── Extract to read ──

In [1]:

    
from pandas import Series, DataFrame
import pandas as pd
import warnings
warnings.filterwarnings('ignore')
%pylab inline









    



Populating the interactive namespace from numpy and matplotlib

NYC Restaurants

Read in data from csv, and check column names to keep in mind.



In [2]:

    
restaurants = pd.read_csv("NYC_Restaurants.csv", dtype=unicode)
for index, item in enumerate(restaurants.columns.values):
    print index, item









    



0 Unnamed: 0
1 CAMIS
2 DBA
3 BORO
4 BUILDING
5 STREET
6 ZIPCODE
7 PHONE
8 CUISINE DESCRIPTION
9 INSPECTION DATE
10 ACTION
11 VIOLATION CODE
12 VIOLATION DESCRIPTION
13 CRITICAL FLAG
14 SCORE
15 GRADE
16 GRADE DATE
17 RECORD DATE
18 INSPECTION TYPE

Question 1: Create a unique name for each restaurant

Select DBA, BUILDING, STREET and ZIPCODE columns as a dataframe
Apply apply() function on the selected dataframe, which takes in the series of the dataframe.
- inside the apply() function, use placeholders to indicate that 4 series will be taken at the same time.
- it is possible to select each column and concatenate them together, though looks not DRY.



In [3]:

    
#use .apply() method to combine the 4 columns to get the unique restaurant name
restaurants["RESTAURANT"] = restaurants[["DBA", "BUILDING", "STREET", "ZIPCODE"]].\
                                        apply(lambda x: "{} {} {} {}".format(x[0], x[1], x[2], x[3]), axis=1)

#incase that the RESTAURANT names contain spaces or symbols, strip off them
restaurants["RESTAURANT"] = restaurants["RESTAURANT"].map(lambda y: y.strip())
print restaurants["RESTAURANT"][:10]









    



0                    WENDY'S 469 FLATBUSH AVENUE 11225
1                    WENDY'S 469 FLATBUSH AVENUE 11225
2                    WENDY'S 469 FLATBUSH AVENUE 11225
3                    WENDY'S 469 FLATBUSH AVENUE 11225
4                    WENDY'S 469 FLATBUSH AVENUE 11225
5               TOV KOSHER KITCHEN 97-22 63 ROAD 11374
6               TOV KOSHER KITCHEN 97-22 63 ROAD 11374
7               TOV KOSHER KITCHEN 97-22 63 ROAD 11374
8               TOV KOSHER KITCHEN 97-22 63 ROAD 11374
9    BRUNOS ON THE BOULEVARD 8825 ASTORIA BOULEVARD...
Name: RESTAURANT, dtype: object

Question 2: How many restaurants are included in the data?

───

Requirements:
A. In the NYC restaurants notebook, which four columns are combined to create a unique name for each restaurant?
B. Repeat the part of the NYC restaurants notebook starting at "Select DBA, BUILDING, STREET" and ending at "of the dataframe.".

── Recorded data ──

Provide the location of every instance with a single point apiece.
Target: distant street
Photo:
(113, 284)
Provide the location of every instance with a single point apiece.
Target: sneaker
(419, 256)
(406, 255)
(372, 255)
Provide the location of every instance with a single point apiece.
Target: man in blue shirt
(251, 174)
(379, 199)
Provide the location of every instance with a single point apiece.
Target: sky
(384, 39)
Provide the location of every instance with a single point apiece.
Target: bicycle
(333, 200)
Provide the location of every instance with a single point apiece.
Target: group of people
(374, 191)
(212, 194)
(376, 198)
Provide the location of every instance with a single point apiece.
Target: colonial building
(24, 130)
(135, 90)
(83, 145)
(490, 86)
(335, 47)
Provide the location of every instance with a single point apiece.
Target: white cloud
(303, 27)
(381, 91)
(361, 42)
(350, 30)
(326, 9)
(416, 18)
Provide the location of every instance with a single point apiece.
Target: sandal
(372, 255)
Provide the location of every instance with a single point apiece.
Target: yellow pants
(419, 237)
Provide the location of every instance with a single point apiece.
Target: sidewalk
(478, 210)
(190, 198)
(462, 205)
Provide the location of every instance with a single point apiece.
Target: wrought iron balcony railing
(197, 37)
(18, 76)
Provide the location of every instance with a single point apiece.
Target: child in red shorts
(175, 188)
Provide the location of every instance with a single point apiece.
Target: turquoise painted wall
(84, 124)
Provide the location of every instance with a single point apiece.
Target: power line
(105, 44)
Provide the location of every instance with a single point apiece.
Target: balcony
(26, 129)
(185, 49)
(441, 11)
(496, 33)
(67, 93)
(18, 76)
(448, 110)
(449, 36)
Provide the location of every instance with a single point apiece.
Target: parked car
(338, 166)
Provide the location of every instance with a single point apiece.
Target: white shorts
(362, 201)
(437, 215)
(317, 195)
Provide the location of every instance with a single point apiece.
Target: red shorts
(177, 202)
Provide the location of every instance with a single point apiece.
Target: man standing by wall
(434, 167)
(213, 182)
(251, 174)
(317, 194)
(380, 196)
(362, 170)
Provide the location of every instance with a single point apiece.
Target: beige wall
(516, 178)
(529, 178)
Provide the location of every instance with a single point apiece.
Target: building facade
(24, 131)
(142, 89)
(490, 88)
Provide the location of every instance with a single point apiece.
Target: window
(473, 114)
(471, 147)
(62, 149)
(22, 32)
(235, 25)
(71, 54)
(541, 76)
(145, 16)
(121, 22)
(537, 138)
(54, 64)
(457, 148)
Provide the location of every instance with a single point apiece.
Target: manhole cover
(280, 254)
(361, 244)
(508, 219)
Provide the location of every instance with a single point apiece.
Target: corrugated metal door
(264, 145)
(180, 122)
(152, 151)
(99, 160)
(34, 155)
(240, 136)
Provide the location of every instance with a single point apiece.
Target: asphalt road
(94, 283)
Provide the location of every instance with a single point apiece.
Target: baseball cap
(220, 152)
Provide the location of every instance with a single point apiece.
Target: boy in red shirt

───

Exercise solutions:
A. DBA, BUILDING, STREET and ZIPCODE.

B.
Select DBA, BUILDING, STREET and ZIPCODE columns as a dataframe
Apply apply() function on the selected dataframe, which takes in the series of the dataframe.